## [THE REQUEST]
Locate each line in the data below that includes the string "clear" and copy those lines out. Case counts when matching.

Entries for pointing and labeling
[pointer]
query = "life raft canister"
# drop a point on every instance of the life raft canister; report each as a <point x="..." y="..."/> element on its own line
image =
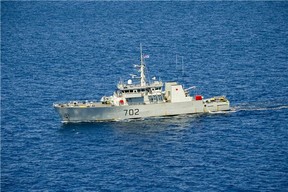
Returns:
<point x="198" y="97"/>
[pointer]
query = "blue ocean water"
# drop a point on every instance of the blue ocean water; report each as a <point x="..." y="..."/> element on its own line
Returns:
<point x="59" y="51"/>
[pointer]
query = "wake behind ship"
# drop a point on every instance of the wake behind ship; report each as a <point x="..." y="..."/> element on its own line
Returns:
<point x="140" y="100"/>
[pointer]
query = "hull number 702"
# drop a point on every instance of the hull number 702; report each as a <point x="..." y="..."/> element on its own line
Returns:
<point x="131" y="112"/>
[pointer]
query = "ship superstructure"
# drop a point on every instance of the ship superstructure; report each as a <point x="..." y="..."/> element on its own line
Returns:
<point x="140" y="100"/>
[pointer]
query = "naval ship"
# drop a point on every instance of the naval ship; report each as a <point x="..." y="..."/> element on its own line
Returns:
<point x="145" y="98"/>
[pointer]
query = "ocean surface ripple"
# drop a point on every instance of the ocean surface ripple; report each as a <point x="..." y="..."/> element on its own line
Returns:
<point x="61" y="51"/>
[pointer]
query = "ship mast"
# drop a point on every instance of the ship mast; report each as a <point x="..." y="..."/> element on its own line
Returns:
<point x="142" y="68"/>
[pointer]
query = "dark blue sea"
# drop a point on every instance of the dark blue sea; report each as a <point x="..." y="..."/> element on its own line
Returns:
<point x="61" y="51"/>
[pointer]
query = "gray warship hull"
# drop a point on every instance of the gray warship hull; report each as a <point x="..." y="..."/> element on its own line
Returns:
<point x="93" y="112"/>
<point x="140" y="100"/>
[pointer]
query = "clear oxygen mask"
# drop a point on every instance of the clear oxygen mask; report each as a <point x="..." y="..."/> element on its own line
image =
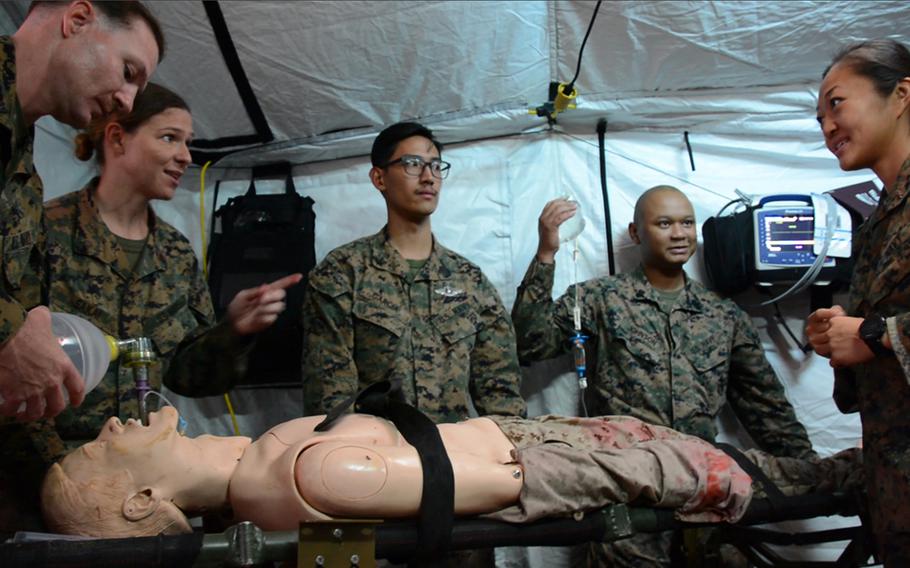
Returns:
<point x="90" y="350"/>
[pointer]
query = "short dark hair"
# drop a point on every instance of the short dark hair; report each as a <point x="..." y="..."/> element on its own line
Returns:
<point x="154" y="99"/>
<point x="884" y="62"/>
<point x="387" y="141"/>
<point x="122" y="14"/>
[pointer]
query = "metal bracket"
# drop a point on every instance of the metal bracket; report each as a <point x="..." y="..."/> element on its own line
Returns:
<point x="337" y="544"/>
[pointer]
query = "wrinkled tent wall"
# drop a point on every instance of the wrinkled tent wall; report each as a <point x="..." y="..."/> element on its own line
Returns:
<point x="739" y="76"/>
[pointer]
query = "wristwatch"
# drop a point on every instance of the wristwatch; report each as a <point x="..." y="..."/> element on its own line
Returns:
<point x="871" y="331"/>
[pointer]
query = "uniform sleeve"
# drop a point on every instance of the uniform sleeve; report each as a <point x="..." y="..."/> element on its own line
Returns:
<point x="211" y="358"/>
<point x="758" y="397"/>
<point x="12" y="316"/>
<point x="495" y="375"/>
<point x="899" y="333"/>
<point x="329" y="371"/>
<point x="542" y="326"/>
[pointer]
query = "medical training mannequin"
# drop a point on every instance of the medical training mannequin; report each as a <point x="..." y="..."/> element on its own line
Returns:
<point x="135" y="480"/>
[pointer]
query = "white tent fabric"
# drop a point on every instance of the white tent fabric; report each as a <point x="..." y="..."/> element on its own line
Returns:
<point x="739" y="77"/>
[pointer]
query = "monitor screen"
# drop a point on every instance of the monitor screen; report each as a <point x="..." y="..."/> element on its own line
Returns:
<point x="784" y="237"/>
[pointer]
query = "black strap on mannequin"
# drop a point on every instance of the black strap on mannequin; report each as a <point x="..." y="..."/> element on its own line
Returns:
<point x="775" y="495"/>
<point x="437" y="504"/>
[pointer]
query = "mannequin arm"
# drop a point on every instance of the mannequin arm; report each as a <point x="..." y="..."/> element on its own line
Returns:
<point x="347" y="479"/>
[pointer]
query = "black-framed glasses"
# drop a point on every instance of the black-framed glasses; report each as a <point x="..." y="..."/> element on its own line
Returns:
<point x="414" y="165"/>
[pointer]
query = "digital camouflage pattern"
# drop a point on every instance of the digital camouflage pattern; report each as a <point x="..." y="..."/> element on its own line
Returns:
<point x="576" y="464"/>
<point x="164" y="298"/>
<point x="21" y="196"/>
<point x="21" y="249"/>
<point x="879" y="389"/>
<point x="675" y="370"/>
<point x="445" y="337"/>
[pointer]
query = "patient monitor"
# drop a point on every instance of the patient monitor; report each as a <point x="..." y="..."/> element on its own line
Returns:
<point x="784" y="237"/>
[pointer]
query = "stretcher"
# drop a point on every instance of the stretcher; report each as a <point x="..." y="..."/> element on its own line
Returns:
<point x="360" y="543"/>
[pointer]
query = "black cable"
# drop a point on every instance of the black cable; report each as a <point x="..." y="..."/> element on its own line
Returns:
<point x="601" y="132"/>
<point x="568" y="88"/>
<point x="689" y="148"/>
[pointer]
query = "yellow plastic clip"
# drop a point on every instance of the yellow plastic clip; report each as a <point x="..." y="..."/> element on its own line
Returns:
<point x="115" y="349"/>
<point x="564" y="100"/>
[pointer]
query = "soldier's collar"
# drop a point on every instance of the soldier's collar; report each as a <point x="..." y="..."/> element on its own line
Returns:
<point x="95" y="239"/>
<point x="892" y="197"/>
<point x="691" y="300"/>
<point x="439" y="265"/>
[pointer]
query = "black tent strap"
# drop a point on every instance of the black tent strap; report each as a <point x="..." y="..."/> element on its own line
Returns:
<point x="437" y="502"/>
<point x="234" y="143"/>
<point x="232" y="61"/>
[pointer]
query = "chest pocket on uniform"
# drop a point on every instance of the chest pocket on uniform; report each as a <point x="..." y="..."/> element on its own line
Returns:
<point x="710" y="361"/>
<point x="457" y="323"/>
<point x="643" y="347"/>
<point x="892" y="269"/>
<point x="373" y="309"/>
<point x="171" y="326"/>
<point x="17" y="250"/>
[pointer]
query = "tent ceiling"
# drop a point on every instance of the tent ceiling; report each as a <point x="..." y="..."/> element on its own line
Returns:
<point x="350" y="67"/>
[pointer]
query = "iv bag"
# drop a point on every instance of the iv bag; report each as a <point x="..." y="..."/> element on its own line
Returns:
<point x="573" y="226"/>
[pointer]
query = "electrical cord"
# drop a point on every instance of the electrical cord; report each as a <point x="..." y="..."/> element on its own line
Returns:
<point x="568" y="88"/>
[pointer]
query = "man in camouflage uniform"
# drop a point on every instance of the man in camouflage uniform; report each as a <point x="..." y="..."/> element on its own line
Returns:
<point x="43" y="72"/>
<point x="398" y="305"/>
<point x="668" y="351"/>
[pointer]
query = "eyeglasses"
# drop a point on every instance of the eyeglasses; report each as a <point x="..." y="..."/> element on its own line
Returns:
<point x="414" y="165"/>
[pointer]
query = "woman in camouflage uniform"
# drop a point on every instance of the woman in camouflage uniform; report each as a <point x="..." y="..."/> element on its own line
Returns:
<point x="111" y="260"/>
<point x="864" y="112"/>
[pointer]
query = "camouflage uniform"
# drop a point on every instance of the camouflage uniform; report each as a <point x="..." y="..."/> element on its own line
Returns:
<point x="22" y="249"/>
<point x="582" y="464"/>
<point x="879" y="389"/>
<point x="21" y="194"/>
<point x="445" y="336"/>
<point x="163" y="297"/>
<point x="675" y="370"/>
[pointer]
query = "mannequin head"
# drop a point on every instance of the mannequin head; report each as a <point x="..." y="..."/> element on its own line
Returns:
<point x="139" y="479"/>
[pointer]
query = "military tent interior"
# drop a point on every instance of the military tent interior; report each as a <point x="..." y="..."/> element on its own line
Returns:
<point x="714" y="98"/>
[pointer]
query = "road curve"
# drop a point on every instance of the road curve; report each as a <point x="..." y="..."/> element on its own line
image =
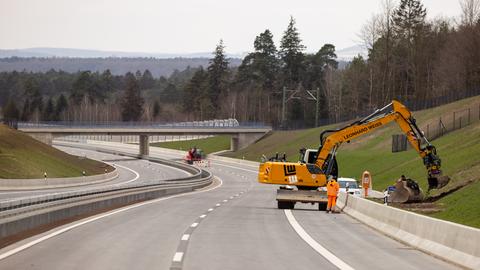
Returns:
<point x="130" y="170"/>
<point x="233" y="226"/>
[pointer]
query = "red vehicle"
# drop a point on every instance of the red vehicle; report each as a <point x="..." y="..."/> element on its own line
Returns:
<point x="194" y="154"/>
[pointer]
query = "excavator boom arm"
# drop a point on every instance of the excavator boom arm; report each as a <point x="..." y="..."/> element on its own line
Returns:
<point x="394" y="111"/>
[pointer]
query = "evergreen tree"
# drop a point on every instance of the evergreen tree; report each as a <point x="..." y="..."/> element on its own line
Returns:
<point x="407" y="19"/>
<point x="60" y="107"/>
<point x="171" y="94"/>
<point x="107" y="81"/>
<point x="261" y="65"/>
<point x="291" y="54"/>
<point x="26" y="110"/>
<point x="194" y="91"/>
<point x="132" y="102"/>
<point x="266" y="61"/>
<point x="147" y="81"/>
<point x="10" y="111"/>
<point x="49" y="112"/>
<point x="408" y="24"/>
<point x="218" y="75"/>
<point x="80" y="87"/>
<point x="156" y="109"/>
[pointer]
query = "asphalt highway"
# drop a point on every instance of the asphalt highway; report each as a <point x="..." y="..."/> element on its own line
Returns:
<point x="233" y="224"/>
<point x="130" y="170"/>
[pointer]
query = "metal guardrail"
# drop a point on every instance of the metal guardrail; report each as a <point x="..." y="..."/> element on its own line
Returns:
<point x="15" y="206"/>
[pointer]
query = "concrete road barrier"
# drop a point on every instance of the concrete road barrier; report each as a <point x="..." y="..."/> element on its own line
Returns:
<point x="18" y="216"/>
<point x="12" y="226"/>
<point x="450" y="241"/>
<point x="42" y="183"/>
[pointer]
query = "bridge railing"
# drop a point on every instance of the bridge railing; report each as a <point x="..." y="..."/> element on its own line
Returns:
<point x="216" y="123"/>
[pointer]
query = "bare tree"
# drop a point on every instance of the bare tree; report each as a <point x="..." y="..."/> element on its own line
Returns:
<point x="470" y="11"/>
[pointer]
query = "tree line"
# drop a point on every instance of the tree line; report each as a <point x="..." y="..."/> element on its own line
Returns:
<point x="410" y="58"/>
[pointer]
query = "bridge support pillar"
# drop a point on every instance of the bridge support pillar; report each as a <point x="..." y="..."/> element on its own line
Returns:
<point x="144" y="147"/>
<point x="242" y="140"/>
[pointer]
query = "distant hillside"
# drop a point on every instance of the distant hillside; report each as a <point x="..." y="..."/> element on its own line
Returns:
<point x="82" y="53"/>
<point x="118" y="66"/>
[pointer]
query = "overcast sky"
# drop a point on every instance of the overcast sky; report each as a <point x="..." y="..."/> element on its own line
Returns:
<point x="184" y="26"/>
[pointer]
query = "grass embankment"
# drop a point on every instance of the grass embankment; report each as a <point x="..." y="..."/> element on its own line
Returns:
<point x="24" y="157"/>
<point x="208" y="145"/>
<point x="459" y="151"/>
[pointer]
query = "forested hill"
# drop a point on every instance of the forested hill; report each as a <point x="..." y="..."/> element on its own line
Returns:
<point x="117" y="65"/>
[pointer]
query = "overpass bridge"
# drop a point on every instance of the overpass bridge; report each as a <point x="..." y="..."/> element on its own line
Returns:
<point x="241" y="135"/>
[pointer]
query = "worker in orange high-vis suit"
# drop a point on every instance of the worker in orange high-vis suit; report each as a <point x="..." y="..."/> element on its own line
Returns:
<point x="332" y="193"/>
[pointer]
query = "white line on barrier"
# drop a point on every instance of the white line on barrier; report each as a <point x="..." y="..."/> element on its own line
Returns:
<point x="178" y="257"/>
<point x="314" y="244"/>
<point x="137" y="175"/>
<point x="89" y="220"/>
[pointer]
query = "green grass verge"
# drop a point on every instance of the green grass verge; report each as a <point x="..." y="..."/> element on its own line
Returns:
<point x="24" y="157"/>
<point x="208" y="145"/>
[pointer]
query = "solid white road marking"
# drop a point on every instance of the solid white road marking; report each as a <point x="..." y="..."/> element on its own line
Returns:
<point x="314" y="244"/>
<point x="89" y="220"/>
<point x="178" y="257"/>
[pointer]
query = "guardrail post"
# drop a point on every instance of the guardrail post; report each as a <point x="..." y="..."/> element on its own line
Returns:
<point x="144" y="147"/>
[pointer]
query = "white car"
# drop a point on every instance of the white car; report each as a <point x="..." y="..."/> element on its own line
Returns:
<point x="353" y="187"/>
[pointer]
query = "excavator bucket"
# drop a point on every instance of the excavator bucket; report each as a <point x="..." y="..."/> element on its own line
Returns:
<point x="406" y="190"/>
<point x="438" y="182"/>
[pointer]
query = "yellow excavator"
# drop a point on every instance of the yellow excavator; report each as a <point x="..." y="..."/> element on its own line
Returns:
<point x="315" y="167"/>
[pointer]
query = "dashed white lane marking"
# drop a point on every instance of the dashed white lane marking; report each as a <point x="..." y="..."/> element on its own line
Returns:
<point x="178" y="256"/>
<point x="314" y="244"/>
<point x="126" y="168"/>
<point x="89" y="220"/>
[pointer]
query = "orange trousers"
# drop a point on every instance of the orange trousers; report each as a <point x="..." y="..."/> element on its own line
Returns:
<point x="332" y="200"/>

## [OUTPUT]
query = "clear oxygen mask"
# drop a point on every instance of the clear oxygen mask; report each as a <point x="..." y="..."/> element on its own line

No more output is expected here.